• Article
= = = = = = =

Bertel Thorvaldsen

Sender’s Location



Sophie Amalie Kurtzhals

Recipient’s Location


Information on recipient

Da der er tale om en tegning, som formentlig er blevet personligt overleveret, er der ingen udskrift. Tilskriften lyder, jf. det også i brevteksten gengivne: Til Jomfrue / Sophie Amalia / Kurtzhals.

Dating based on

Dateringen fremgår af tegningen.


Thorvaldsens sends an excerpt from a poem by the poet Baggesen to Sophie Amalie Kurtzhals.


Til Jomfrue
Sophie Amalia

Svage SkialdI om Farver ikke Leder
Til en Engel Her at Male Dig
Som Trods Støvets Ufuldkommenheder
Her Veninde Var Umalelig
Tænk dig Hende Her, og Tænk den Samme
Klædt i Salighedens Lyse Flamme

  d 1 Januarii 1794   B. Thorvaldsen  

Oversættelse af dokument

To Miss
Sophie Amalia

Weak bard of colours does not lead
To an angel here to paint you
Who despite dust’s imperfections
Here my friend was un paintable
Imagine her here, and imagine the same
Dressed in salvation’s light flame

1st January. 1794   B. Thorvaldsen

[Translated by Karen Husum]

General Comment

Concerning the relationship between Thorvaldsen and his early love Sophie Amalie Kurtzhals, see her biography. There exists another letter between the two, dated 2.[??].1794. There are also two letters from her family. One is a cordial letter of 26.11.1824 from Kurtzhals’ brother, Niels Schønberg Kurtzhals, who sends greetings from “my brother-in-law and sister”, probably Sophie Amalie and her husband. The other is a letter of 8.5.1841 from the brother’s widow, Cathrine Elisabeth Kurtzhals. These letters show that Thorvaldsen had maintained friendly relations with the family.

= = = = = = =

• Jobs
**A)** Name every person mentioned in the Thorvaldsen letter.
**B)** Duplicate the part of the Thorvaldsen letter that opens with the words containing "Bertel Thorvaldsen" and closes with "Amalia / Kurtzhals.".
The listing has no connection to the Thorvaldsen letter.

• Provided data

= = = = = = =

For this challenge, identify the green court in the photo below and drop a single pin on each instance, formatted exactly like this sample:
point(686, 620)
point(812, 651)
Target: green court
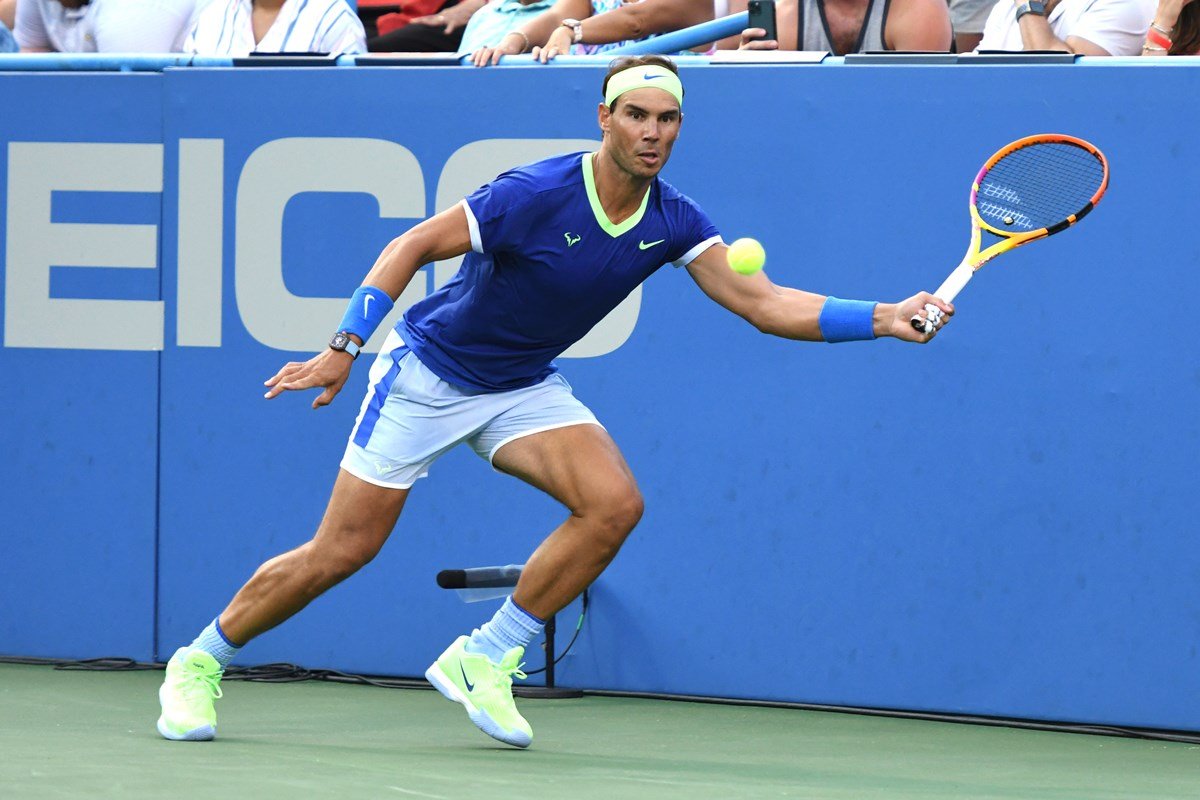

= = = = = = =

• Solution list
**A)**
- Bertel Thorvaldsen
- Sophie Amalie Kurtzhals
- Baggesen
- Karen Husum
- Niels Schønberg Kurtzhals
- Cathrine Elisabeth Kurtzhals

**B)**
Bertel Thorvaldsen

Sender’s Location



Sophie Amalie Kurtzhals

Recipient’s Location


Information on recipient

Da der er tale om en tegning, som formentlig er blevet personligt overleveret, er der ingen udskrift. Tilskriften lyder, jf. det også i brevteksten gengivne: Til Jomfrue / Sophie Amalia / Kurtzhals.